#### [What this task involves]
The records are to be restated in their entirety, word for word.

#### [Records supplied]
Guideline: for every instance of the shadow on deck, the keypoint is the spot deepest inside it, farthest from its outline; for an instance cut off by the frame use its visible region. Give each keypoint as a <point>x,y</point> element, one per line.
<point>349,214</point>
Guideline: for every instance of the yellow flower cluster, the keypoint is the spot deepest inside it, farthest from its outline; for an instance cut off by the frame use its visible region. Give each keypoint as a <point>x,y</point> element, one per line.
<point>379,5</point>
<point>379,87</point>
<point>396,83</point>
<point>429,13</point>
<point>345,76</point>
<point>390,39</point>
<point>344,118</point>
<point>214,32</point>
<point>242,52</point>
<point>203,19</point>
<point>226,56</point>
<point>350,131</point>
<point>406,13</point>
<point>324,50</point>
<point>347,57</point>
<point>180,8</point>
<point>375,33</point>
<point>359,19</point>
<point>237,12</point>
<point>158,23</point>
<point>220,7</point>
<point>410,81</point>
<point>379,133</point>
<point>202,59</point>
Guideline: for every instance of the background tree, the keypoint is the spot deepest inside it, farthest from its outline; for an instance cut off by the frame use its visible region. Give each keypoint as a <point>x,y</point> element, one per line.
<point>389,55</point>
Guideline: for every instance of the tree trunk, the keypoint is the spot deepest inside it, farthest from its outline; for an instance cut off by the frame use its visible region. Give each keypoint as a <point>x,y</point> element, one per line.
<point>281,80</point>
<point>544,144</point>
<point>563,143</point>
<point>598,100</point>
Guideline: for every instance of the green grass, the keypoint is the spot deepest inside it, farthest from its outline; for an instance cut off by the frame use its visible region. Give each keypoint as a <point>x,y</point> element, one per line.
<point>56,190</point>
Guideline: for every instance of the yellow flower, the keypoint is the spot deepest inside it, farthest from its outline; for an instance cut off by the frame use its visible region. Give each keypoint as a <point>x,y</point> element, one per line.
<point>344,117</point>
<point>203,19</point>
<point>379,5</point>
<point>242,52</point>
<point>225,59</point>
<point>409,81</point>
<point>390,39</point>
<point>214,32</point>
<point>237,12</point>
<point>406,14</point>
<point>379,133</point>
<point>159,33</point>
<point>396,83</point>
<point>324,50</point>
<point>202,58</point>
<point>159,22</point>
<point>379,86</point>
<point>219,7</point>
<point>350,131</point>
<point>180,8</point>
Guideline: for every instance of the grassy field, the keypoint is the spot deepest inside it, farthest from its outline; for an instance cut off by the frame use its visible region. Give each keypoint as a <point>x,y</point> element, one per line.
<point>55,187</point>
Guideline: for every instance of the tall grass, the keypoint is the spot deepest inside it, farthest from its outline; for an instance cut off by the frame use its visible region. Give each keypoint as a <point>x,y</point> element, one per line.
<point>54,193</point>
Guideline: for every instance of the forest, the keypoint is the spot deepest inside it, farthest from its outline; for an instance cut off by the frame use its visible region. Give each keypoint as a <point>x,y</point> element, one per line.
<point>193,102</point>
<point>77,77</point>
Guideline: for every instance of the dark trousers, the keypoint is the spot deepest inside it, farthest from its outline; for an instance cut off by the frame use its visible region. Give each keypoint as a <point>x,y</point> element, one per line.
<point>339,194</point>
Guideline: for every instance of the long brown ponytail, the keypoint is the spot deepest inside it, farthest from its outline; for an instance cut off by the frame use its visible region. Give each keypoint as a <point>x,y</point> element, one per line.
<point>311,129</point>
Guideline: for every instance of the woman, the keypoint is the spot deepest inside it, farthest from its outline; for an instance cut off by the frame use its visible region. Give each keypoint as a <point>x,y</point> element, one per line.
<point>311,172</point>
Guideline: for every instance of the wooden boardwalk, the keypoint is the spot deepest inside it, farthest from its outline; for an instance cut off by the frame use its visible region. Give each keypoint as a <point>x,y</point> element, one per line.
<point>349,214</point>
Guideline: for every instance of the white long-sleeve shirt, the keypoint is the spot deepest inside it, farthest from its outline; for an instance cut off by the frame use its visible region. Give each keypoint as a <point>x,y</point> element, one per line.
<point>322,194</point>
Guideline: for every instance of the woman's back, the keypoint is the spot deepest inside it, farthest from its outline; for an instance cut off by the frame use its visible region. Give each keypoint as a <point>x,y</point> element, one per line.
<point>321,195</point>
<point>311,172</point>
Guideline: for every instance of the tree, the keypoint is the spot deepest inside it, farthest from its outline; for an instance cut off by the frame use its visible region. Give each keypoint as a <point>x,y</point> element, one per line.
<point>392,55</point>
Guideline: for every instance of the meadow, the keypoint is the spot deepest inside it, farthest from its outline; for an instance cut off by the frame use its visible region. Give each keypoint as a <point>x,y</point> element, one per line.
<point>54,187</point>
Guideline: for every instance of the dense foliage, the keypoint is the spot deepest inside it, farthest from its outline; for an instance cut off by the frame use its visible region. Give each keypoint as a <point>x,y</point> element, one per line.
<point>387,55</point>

#### [Solution for this problem]
Guideline: for every instance of the shadow on deck, the keypoint is the spot deepest inside it, farthest from its outline; for an instance cut off by the frame use its visible region. Give each keypoint as a <point>x,y</point> element, one per line.
<point>349,214</point>
Guideline: for every instance of the yellow flower cluster, the keypoint is the spot deepest inside it, farthest from its outline; for an instance cut off by the frame use its visible region. Give each keypoint as a <point>x,y</point> element, one per line.
<point>379,5</point>
<point>379,87</point>
<point>396,83</point>
<point>429,13</point>
<point>345,76</point>
<point>390,39</point>
<point>344,118</point>
<point>214,32</point>
<point>242,52</point>
<point>203,19</point>
<point>226,56</point>
<point>350,131</point>
<point>406,13</point>
<point>324,50</point>
<point>347,57</point>
<point>180,8</point>
<point>375,33</point>
<point>359,19</point>
<point>237,12</point>
<point>158,23</point>
<point>220,7</point>
<point>410,81</point>
<point>379,133</point>
<point>202,59</point>
Guideline: for every instance of the background tree, the keypoint is the spot deepest inside it, farthest from its outline; for an instance cut off by the frame use its visible region. Give each keypoint as a <point>x,y</point> element, one per line.
<point>389,55</point>
Guideline: for every instance of the tree trunk, the keypoint is the spot deepest inside it, farthest from its outline; for an instance cut off by the frame use its visible region. Give each keypoint as a <point>x,y</point> element, one per line.
<point>281,80</point>
<point>544,144</point>
<point>563,143</point>
<point>598,100</point>
Guideline: for every instance of the green grass, the keypoint is the spot deepest inside it, farthest from its outline; for an instance cut off by the frame use its visible region. Give each keypoint as a <point>x,y</point> element, one per line.
<point>56,190</point>
Guideline: for every instance of the yellow flower, the keypoint is the spot deepest inside it, farthest from its outline; for an instance cut off by the frame use its visible region. Give each keypoint as a <point>x,y</point> element, one per line.
<point>344,117</point>
<point>203,19</point>
<point>379,5</point>
<point>242,52</point>
<point>225,59</point>
<point>409,81</point>
<point>390,39</point>
<point>214,32</point>
<point>237,12</point>
<point>406,14</point>
<point>379,133</point>
<point>159,33</point>
<point>396,83</point>
<point>324,50</point>
<point>202,58</point>
<point>159,22</point>
<point>379,86</point>
<point>219,7</point>
<point>350,131</point>
<point>180,8</point>
Guideline: for every instance of the grassy field, the keypoint is the spot deepest inside it, farthest from its outline; for an instance cut off by the frame use its visible region. Give each keypoint as a <point>x,y</point> element, one per line.
<point>55,187</point>
Guideline: for every instance of the tall grass, the keypoint is the spot deepest inside it, farthest from its outline; for an instance cut off by the frame use its visible region. Give each keypoint as a <point>x,y</point> element, one per line.
<point>54,193</point>
Guideline: for every instance of the forest, the keypoint is the spot deepest inside it, farthest from its outline; for an instance cut off by the frame use its visible region. Give each keypoint as a <point>x,y</point> element, one per line.
<point>193,102</point>
<point>77,77</point>
Guideline: for every instance of the dark trousers, the keypoint is the spot deepest inside it, farthest from its outline; for an instance cut off by the frame use its visible region. Give each keypoint as a <point>x,y</point> element, one per line.
<point>339,194</point>
Guideline: for every instance of the long brown ponytail, the keypoint is the spot deepest inside it, farthest from its outline; for an instance cut off by the frame use its visible region. Give each keypoint as a <point>x,y</point> element, one per line.
<point>311,129</point>
Guideline: for every instance of the woman, the keypoint is the spot deepest inside it, farthest from its outline; for an instance cut off by the frame use its visible region. Give each keypoint as a <point>x,y</point> element, one per line.
<point>311,172</point>
Guideline: for every instance of the wooden boardwalk, the keypoint is the spot deepest inside it, farthest from its outline; for an instance cut off by the frame use its visible region. Give each keypoint as a <point>x,y</point> element, one per line.
<point>349,214</point>
Guideline: for every instance of the white long-sleeve shirt, the keypoint is the spot deepest inside it, farthest from its outline; for an instance cut off by the frame use its visible region. Give each keypoint as a <point>x,y</point> element, one per line.
<point>322,194</point>
Guideline: for every instance of the woman's back, the keypoint is the spot deepest inside it, farthest from its outline; for an instance cut off by the frame use its visible region. Give each keypoint as a <point>x,y</point> element, one per line.
<point>321,195</point>
<point>311,172</point>
Guideline: for every instance of the tree, the keypoint is the spot deepest inside it, farthest from its outline; for an instance cut off by the frame use its visible region. Give each keypoint as a <point>x,y</point> element, one per line.
<point>392,55</point>
Guideline: for every instance of the meadow, the keypoint is the spot deepest inside it, farthest from its outline; for an instance cut off by the frame use its visible region. Give each keypoint as a <point>x,y</point> element, one per line.
<point>54,187</point>
Guideline: for every instance of the dense foliage, the keypoint is the spot deepest inside it, farthest from its outline; for an instance cut off by the frame use its visible region. Give each keypoint as a <point>x,y</point> element, one per line.
<point>387,55</point>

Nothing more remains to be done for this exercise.